== Task requirements ==
In the text about Loose Change below, condense the paragraph beginning "Avery, realizing now" into one shorter sentence that keeps its main facts.

== Text section ==
==*==

Conspiracy buff Phillip Jayhan ambles into Dylan’s life, waving around a sweaty wad of money. Jayhan, by the way, says the world is run by a massive satanic cult that enslaves prominent politicians by delivering kidnapped boys for them to molest and then blackmailing them about it later.

Okay, that’s probably true. But the point is Jayhan offered to pay for Avery to get his little film off the ground. Only, the thing is, Jayhan didn’t think it was fiction. Jayhan, who believed in every available conspiracy prior to 9/11, believes that the WTC planes had missiles on them that were fired at the towers and that’s why they fell down. Oh, and also there were bombs in the towers. Or something.

Avery, realizing now that the financial future of his film and his dreams of fame and fortune lie entirely in selling Loose Change as a factual documentary, miraculously discovers that, in fact, the plot behind 9/11 is real.

After all, which is going to have a bigger impact on you:

A friend who comes to work and says, “dude, I totally sat down and wrote a ghost story last night, wanna read it?”

Or

The same friend running up in a panic and saying, “DUDE, A FUCKIN’ GHOST SHOWED UP IN MY HOUSE LAST NIGHT!!!”

==*==

== Items ==
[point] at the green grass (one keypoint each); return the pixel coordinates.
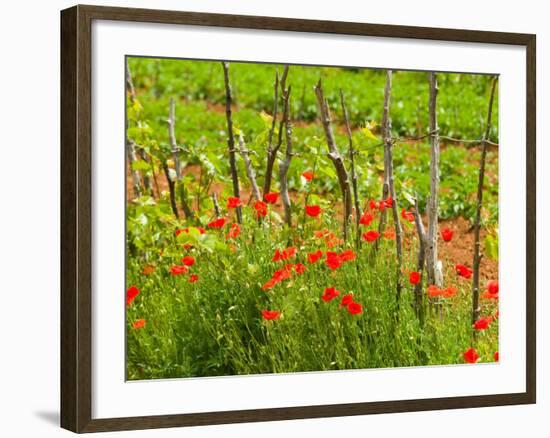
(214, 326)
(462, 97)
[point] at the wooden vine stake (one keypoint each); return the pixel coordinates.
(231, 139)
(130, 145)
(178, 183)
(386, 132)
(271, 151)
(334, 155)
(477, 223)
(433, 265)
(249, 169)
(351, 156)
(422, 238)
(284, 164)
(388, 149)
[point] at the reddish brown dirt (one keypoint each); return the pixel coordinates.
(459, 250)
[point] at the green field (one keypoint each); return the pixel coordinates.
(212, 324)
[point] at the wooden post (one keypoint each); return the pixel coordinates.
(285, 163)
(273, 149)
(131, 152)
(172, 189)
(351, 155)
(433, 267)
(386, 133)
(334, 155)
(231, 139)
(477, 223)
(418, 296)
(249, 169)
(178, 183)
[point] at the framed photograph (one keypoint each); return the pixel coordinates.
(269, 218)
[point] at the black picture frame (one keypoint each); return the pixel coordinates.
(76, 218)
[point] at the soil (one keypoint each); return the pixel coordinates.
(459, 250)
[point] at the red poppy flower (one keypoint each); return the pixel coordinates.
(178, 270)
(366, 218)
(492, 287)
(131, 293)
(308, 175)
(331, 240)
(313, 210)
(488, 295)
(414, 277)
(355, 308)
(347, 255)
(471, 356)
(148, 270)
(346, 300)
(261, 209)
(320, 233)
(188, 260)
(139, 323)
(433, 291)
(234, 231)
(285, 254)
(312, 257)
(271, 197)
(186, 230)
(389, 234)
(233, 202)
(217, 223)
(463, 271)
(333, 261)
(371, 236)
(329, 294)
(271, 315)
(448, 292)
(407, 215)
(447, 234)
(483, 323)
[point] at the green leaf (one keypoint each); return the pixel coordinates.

==*==

== Task answer ==
Once Avery sees that his film's finances and his hopes of fame and fortune depend on selling Loose Change as a factual documentary, he suddenly finds that the 9/11 plot is real.